• [Written request A] In the bwrap pull request, what does syscall/enter.c turn a mount call into?
• [Written request B] Continue the bwrap pull request page from its last line.

• [Article]
============

Skip to content

Hijack namespace requests + other fixes to make bwrap working#359

Open
sylirre wants to merge 10 commits into
masterfrom
bwrap-fix
Open

Hijack namespace requests + other fixes to make bwrap working#359
sylirre wants to merge 10 commits into
masterfrom
bwrap-fix

Conversation

@sylirre
Copy link
Copy Markdown
Member

@sylirre sylirre commented May 23, 2026

Targeted to make it possible to run stuff under bwrap, which is used by Glycin (gdk-pixbuf).

Screenshot_20260523-210908_Termux

Currently doesn't support bwrap's --unshare-net or --unshare-all - fixed

sylirre added 6 commits May 23, 2026 18:01
Sandbox tools (bwrap, etc.) call unshare/setns/mount/pivot_root and
write to /proc/self/{uid,gid}_map to set up a namespace; under proot
these all fail because we have no real namespace.  Pretend they
succeed and use proot's binding system to make the resulting paths
actually accessible.

- syscall/enter.c: void unshare/setns/umount; turn mount into a
  runtime binding (bind/proc/sysfs/tmpfs); turn pivot_root into a
  root-binding swap that re-exposes the old root at put_old;
  redirect open of /proc/<pid|self>/{uid_map,gid_map,setgroups}
  to /dev/null; also fix prctl(PR_SET_DUMPABLE) to actually
  return 0 (previously leaked -ENOSYS).
- syscall/seccomp.c: filter PR_unshare/PR_setns so the handlers
  above run under seccomp mode 2.
- path/canon.c: when a symlink's guest path aliases /proc via a
  binding (e.g. /oldroot/proc/self), route through readlink_proc
  so "self" resolves to the tracee's pid, not proot's.
- extension/mountinfo: append synthesized lines for runtime
  bindings so bwrap's parse_mountinfo finds the mounts it just
  asked for.
- path/temp.c: skip chmod on symlinks during temp-dir cleanup;
  bwrap leaves /dev/{stdin,fd,...} symlinks pointing at
  /proc/self/fd/N inside the emulated tmpfs dirs.
bubblewrap calls clone(CLONE_NEWNS|SIGCHLD) directly (without going
through unshare) and the Android kernel rejects it with EPERM when
unprivileged user namespaces are disabled.  Drop the namespace
flags before the kernel sees them so the fork/thread itself still
succeeds; PRoot keeps tracking the child via PTRACE_EVENT_CLONE.

clone3 takes its flags from a struct clone_args in tracee memory,
so read/write via peek_word/poke_word.  Add both syscalls to the
seccomp filter so the enter handler runs under seccomp mode 2.
On some aarch64 kernels (notably Android) the SYSCALL_AVOIDER trick
leaks -ENOSYS through to the tracee even though set_sysnum() ran:
chdir under PROOT_NO_SECCOMP and bwrap's mount(NULL, "/", ...) both
returned "Function not implemented".  Add an exit-stage poke so the
result is always 0 for these emulated syscalls, regardless of how
the kernel handled SYSCALL_AVOIDER.

Requires the syscalls to be filtered with FILTER_SYSEXIT under
seccomp mode so the exit handler actually runs.

Also poke SYSARG_RESULT=0 at enter for getcwd/chdir/fchdir, mirroring
what mount/unshare/etc. already do.

============

[Dataset rows]
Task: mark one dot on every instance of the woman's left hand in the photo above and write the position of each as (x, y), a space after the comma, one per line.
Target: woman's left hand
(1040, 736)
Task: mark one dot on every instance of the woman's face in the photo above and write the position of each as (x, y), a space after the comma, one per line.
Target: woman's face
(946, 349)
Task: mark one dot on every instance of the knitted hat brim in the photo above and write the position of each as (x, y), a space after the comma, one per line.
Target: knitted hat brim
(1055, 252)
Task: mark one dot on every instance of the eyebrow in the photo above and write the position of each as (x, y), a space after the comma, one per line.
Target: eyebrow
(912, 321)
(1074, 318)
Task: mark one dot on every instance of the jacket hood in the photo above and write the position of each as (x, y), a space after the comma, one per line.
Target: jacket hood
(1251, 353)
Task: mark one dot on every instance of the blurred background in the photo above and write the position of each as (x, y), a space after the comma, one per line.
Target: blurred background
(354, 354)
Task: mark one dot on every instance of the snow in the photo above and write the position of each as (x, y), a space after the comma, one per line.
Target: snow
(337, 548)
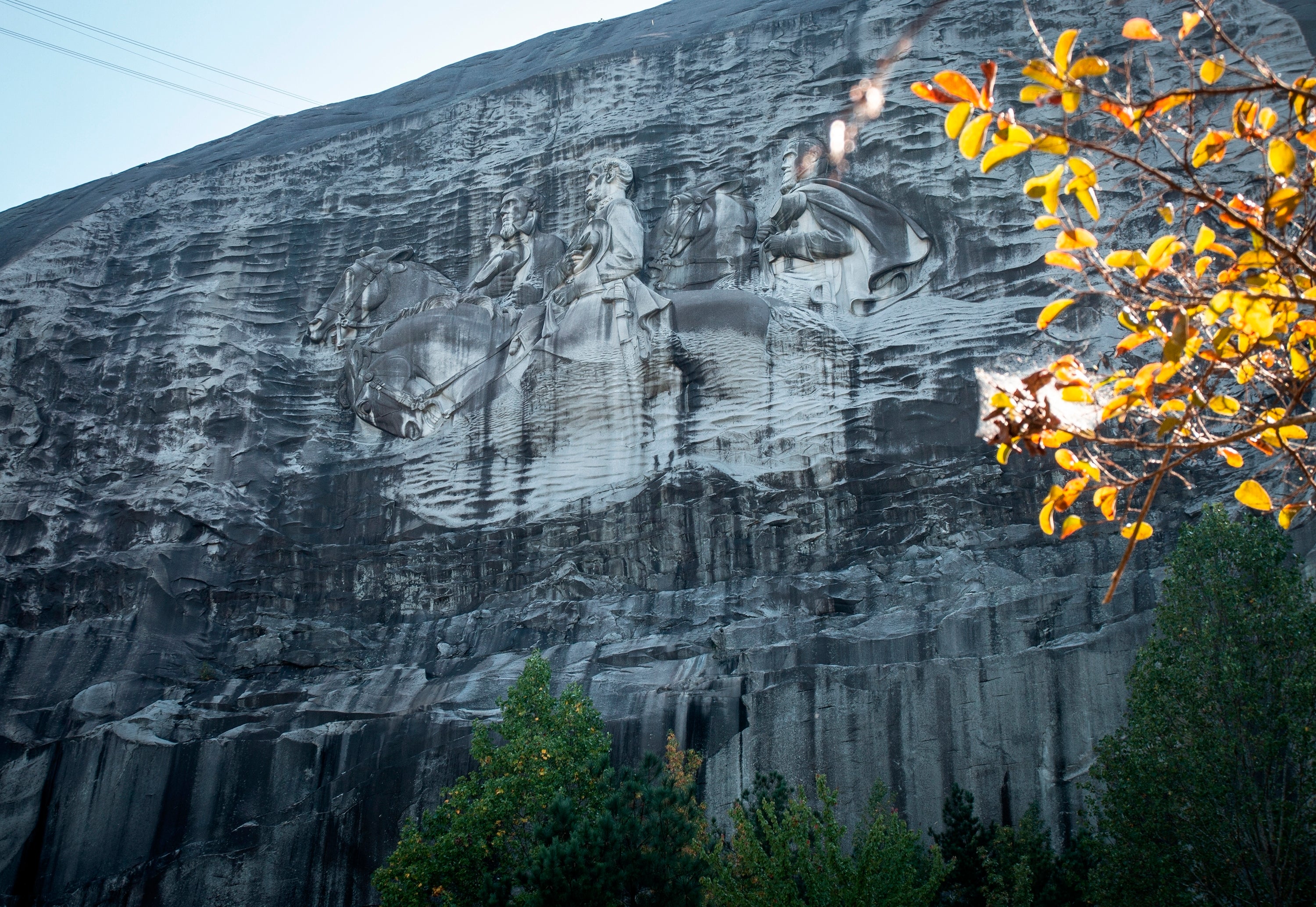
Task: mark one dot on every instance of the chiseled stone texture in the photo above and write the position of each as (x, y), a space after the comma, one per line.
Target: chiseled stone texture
(243, 635)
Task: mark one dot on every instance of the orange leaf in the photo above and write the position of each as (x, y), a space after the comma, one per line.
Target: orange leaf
(1045, 518)
(1251, 494)
(1140, 29)
(958, 85)
(1130, 116)
(1144, 531)
(1169, 102)
(1231, 456)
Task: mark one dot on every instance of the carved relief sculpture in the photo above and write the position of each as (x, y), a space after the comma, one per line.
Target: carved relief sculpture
(706, 236)
(522, 253)
(603, 302)
(833, 247)
(418, 349)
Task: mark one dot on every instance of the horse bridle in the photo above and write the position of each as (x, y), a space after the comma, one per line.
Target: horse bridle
(665, 255)
(343, 316)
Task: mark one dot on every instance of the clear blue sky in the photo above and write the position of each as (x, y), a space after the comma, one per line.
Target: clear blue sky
(66, 122)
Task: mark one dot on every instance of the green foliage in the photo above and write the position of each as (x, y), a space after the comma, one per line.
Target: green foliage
(644, 847)
(789, 853)
(962, 844)
(1207, 794)
(474, 847)
(1010, 867)
(1020, 865)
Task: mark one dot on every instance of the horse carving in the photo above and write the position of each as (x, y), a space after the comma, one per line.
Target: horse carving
(707, 235)
(378, 287)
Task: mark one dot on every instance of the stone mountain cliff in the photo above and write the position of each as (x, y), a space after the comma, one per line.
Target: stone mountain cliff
(244, 632)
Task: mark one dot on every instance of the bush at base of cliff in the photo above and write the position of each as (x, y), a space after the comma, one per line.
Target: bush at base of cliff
(644, 847)
(474, 848)
(791, 855)
(1209, 794)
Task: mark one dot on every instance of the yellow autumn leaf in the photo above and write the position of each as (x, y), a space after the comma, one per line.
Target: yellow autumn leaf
(1251, 494)
(1064, 49)
(1223, 405)
(957, 119)
(1045, 518)
(1126, 258)
(1049, 314)
(1286, 515)
(1211, 70)
(973, 136)
(1105, 501)
(1190, 22)
(1047, 189)
(1132, 341)
(1064, 260)
(1140, 29)
(1284, 203)
(1280, 156)
(1144, 531)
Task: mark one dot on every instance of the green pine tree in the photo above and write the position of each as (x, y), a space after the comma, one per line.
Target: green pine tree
(1209, 793)
(477, 846)
(643, 848)
(1019, 864)
(791, 853)
(962, 840)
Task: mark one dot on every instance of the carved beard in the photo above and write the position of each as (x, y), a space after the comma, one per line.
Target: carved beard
(508, 229)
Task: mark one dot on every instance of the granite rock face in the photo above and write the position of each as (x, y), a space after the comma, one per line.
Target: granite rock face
(244, 634)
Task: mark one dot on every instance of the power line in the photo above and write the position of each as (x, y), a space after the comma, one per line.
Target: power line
(127, 50)
(136, 74)
(29, 7)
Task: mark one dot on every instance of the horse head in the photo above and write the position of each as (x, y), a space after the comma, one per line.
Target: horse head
(361, 290)
(704, 236)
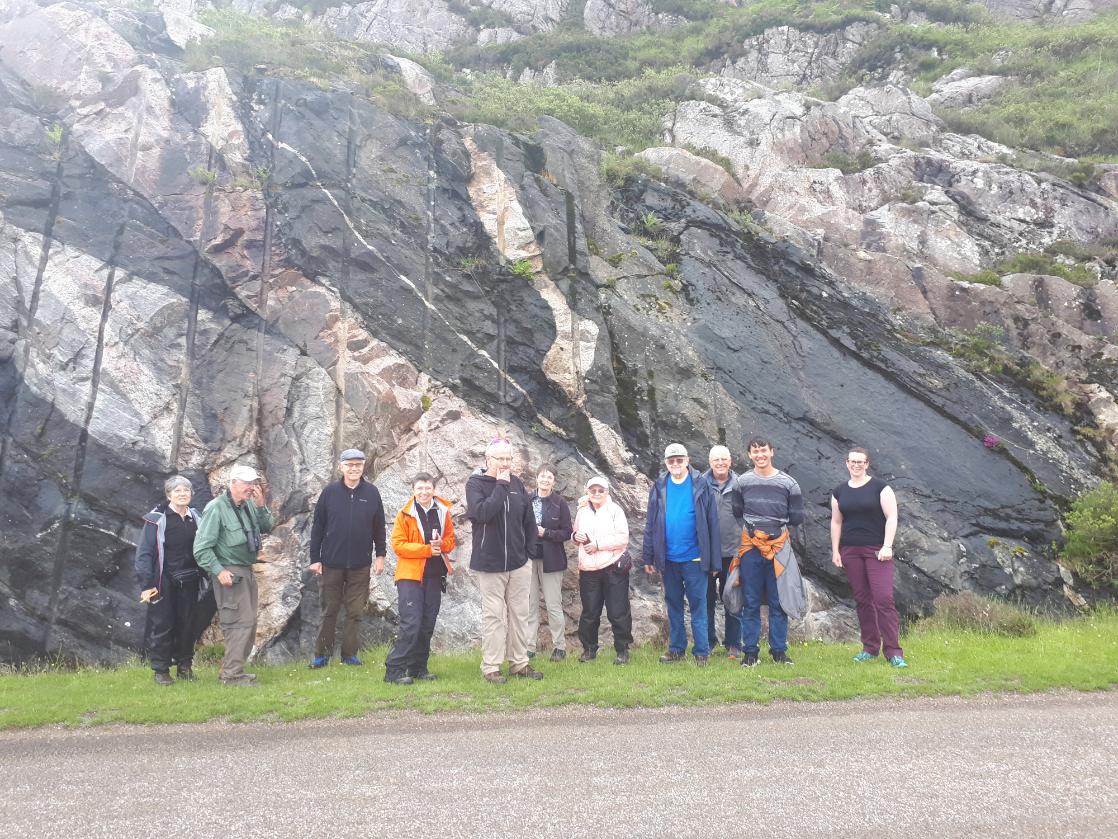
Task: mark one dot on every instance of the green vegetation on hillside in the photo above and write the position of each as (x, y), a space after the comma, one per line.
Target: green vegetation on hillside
(1080, 654)
(1091, 549)
(1063, 99)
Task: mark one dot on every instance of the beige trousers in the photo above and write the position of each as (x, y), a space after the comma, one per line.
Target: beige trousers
(236, 611)
(550, 583)
(504, 618)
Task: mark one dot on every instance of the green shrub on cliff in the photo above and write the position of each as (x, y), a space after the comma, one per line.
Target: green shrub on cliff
(1091, 549)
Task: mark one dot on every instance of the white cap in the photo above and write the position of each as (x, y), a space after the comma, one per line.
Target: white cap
(242, 472)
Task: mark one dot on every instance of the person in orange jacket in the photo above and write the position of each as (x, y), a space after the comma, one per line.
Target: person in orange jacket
(423, 538)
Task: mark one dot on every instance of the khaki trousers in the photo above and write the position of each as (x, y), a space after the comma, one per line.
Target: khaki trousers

============

• [Exercise answer A] A runtime binding (bind/proc/sysfs/tmpfs).

• [Exercise answer B]
Android's parent process installs a system-wide seccomp filter that
traps mount/umount/pivot_root/unshare/setns with SIGSYS.  Our regular
sysenter handlers in enter.c never run for those syscalls because the
kernel sends SIGSYS instead of executing the call, so bwrap was
getting -ENOSYS from the SIGSYS handler's default branch.

Add cases in handle_seccomp_event_common that pretend the syscall
succeeded (mirroring what enter.c does), and apply the mount /
pivot_root binding emulation so sandbox helpers like bubblewrap see
the bindings they expect.

The emulation helpers in enter.c are factored out into
apply_emulated_mount() / apply_emulated_pivot_root() so the SIGSYS
handler and the normal enter path share the same code.
bubblewrap reads /oldroot/proc/self/fd/<N> to verify the mount it
just asked for.  With only a single /oldroot binding pointing at the
previous rootfs host path, /oldroot/proc resolved to
<rootfs>/proc on the host (empty), not the real /proc, so the
readlink failed.

After installing the put_old binding, walk the existing non-root
bindings and add a parallel <put_old>/<guest> binding for each.  The
host /proc bound at /proc thus also becomes reachable at
/oldroot/proc, which is what bwrap (and similar sandbox helpers)
expects.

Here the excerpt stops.